_REQUISITI_.
Modifica le righe di tutti i record sostituendo ogni occorrenza di "marker" con "punto", senza cambiare nient'altro. Nella risposta ometti le immagini.
________________________
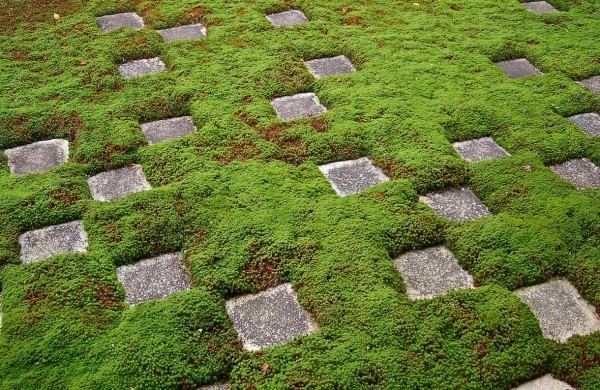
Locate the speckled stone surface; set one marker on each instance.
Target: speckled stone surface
(456, 204)
(589, 123)
(109, 23)
(188, 32)
(581, 173)
(153, 279)
(431, 272)
(353, 176)
(330, 66)
(40, 244)
(480, 149)
(167, 129)
(37, 157)
(287, 18)
(302, 105)
(560, 310)
(518, 68)
(113, 185)
(139, 68)
(269, 318)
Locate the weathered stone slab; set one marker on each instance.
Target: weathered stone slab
(560, 310)
(37, 157)
(330, 66)
(589, 123)
(153, 279)
(287, 18)
(139, 68)
(353, 176)
(456, 204)
(189, 32)
(480, 149)
(581, 173)
(113, 185)
(431, 272)
(269, 318)
(40, 244)
(167, 129)
(109, 23)
(302, 105)
(518, 68)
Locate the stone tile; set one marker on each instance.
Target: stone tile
(353, 176)
(431, 272)
(269, 318)
(37, 157)
(456, 204)
(581, 173)
(302, 105)
(287, 18)
(330, 66)
(518, 68)
(40, 244)
(167, 129)
(560, 310)
(153, 279)
(139, 68)
(480, 149)
(539, 7)
(113, 185)
(589, 123)
(189, 32)
(109, 23)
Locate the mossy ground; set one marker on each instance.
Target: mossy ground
(245, 202)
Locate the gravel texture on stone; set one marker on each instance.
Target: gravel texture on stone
(353, 176)
(581, 173)
(330, 66)
(40, 244)
(302, 105)
(167, 129)
(560, 310)
(109, 23)
(480, 149)
(153, 279)
(287, 18)
(188, 32)
(431, 272)
(139, 68)
(113, 185)
(269, 318)
(456, 204)
(518, 68)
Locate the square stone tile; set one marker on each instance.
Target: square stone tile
(456, 204)
(480, 149)
(153, 279)
(560, 310)
(139, 68)
(287, 18)
(518, 68)
(189, 32)
(37, 157)
(113, 185)
(581, 173)
(109, 23)
(330, 66)
(589, 123)
(40, 244)
(167, 129)
(269, 318)
(353, 176)
(302, 105)
(431, 272)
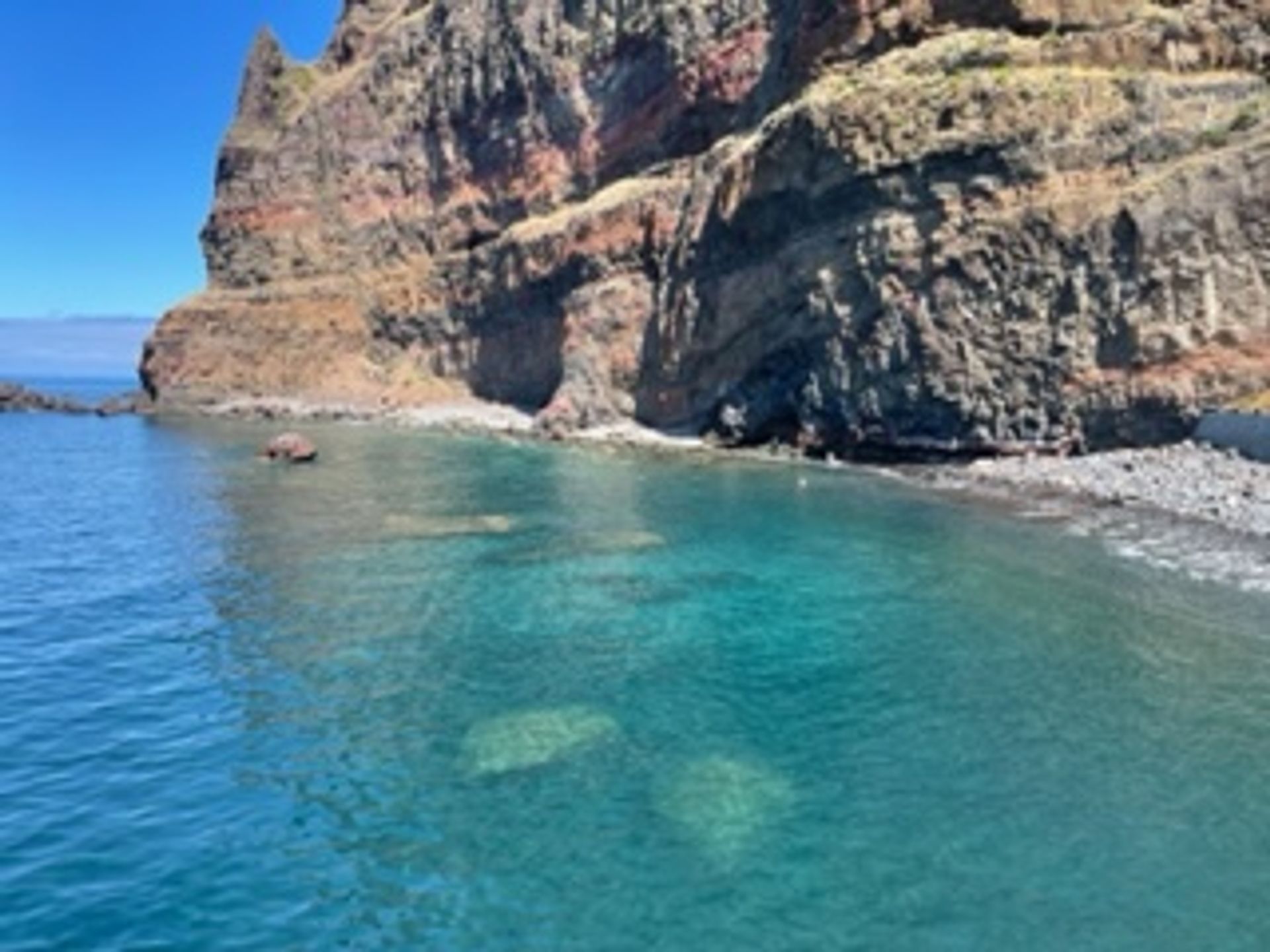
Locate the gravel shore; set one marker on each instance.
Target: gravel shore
(1185, 480)
(1188, 508)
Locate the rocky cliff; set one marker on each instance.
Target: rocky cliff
(854, 225)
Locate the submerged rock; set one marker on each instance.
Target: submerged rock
(526, 739)
(723, 803)
(587, 545)
(290, 447)
(409, 526)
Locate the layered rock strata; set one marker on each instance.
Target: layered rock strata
(861, 226)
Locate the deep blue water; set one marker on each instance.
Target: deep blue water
(640, 705)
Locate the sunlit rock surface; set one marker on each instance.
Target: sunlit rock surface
(906, 226)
________________________
_LA RISPOSTA_.
Locate the speckled stone surface; set one punto on each instance.
Target: speckled stone surface
(456, 204)
(589, 123)
(109, 23)
(188, 32)
(581, 173)
(153, 279)
(431, 272)
(353, 176)
(330, 66)
(40, 244)
(480, 149)
(167, 129)
(37, 157)
(287, 18)
(302, 105)
(560, 310)
(518, 68)
(113, 185)
(139, 68)
(269, 318)
Locate the weathered stone slab; set one punto on each instance.
Target: weathered stone slab
(560, 310)
(37, 157)
(330, 66)
(589, 123)
(153, 279)
(287, 18)
(139, 68)
(353, 176)
(456, 204)
(189, 32)
(480, 149)
(581, 173)
(113, 185)
(431, 272)
(269, 318)
(40, 244)
(167, 129)
(109, 23)
(302, 105)
(518, 68)
Locate the stone tile; set one punto on each instance.
Target: stone tile
(353, 176)
(431, 272)
(269, 318)
(37, 157)
(456, 204)
(581, 173)
(302, 105)
(287, 18)
(330, 66)
(518, 68)
(40, 244)
(167, 129)
(560, 310)
(153, 279)
(139, 68)
(480, 149)
(539, 7)
(113, 185)
(589, 123)
(189, 32)
(109, 23)
Locate the mossy ground; set one punto on each instance.
Target: mossy ground
(245, 202)
Locate the gravel texture on stone; set one punto on each instance.
Target: gravel texture on stone
(353, 176)
(581, 173)
(330, 66)
(40, 244)
(302, 105)
(167, 129)
(560, 310)
(109, 23)
(480, 149)
(153, 279)
(287, 18)
(188, 32)
(431, 272)
(139, 68)
(113, 185)
(269, 318)
(456, 204)
(518, 68)
Locate the square stone tile; set one punto on each instance.
Target: square stone tile
(456, 204)
(480, 149)
(153, 279)
(560, 310)
(139, 68)
(287, 18)
(518, 68)
(189, 32)
(37, 157)
(113, 185)
(581, 173)
(109, 23)
(330, 66)
(589, 123)
(40, 244)
(167, 129)
(269, 318)
(353, 176)
(302, 105)
(431, 272)
Locate the gravel shore; set one punto on each instance.
Target: gravel shore
(1185, 480)
(1188, 508)
Locate the rocky cliff; set one punto on each instance.
Target: rocky cliff
(854, 225)
Locate the submerged rock; set one punto on each instance.
Target: submerged rock
(526, 739)
(723, 803)
(587, 545)
(290, 447)
(409, 526)
Locate the layered rock strata; set one punto on each instance.
Target: layered rock strata
(861, 226)
Locate the deep blue water; set one punto on each instance.
Target: deep blue water
(640, 705)
Locate the sunlit rock surface; set one punto on each instance.
Target: sunlit rock surface
(906, 226)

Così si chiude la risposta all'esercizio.